[EXERCISE PASSAGE — start]

Broken Hearts Are Real - Crozer-Keystone Health System - PA

Published on February 01, 2015

Broken Hearts Are Real

Married people have a five percent lower risk of heart disease compared to single people, study finds.

Married people have a five percent lower
risk of heart disease compared to single
people, study finds.

With Valentine’s Day around the corner, couples may be racking their brains about how to celebrate the holiday, while singles are looking for ways to either ignore the day or find someone to commiserate with.

But no matter what your opinions are of this holiday, studies are proving that relationships, both good and bad, can have an impact on our health. Specifically, they can influence our heart health.

Studies have found that married adults had less heart disease and healthier blood vessels throughout their bodies than those who were single, divorced or widowed.

In fact, the study found that married people have a five percent lower risk of heart disease compared to single people. Widowed people have a 3 percent greater risk and divorced people have a 5 percent greater risk of heart disease than married people. Age seems to play a role too. Those numbers improved significantly for married couples under the age of 50 – they have a 12 percent lower change of heart disease than other young, single people.

[EXERCISE PASSAGE — finish]

> WHAT NEEDS TO BE DONE: According to the broken hearts article, how much greater is the risk of heart disease for divorced people than for married people? Use only the broken hearts article for this.

[RECORDS — start]

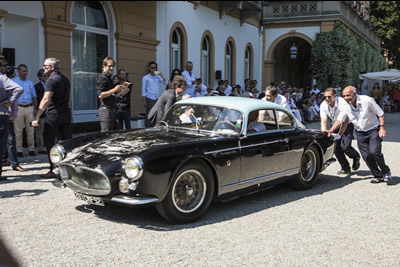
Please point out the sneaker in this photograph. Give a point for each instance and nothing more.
(388, 178)
(344, 172)
(356, 163)
(377, 180)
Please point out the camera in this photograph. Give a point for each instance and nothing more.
(10, 71)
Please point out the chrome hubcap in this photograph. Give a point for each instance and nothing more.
(189, 191)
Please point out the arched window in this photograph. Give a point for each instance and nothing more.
(205, 68)
(90, 45)
(248, 63)
(228, 62)
(176, 45)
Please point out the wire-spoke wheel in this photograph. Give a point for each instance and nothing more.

[RECORDS — finish]

> WRITTEN SOLUTION: Divorced people have a 5 percent greater risk of heart disease than married people.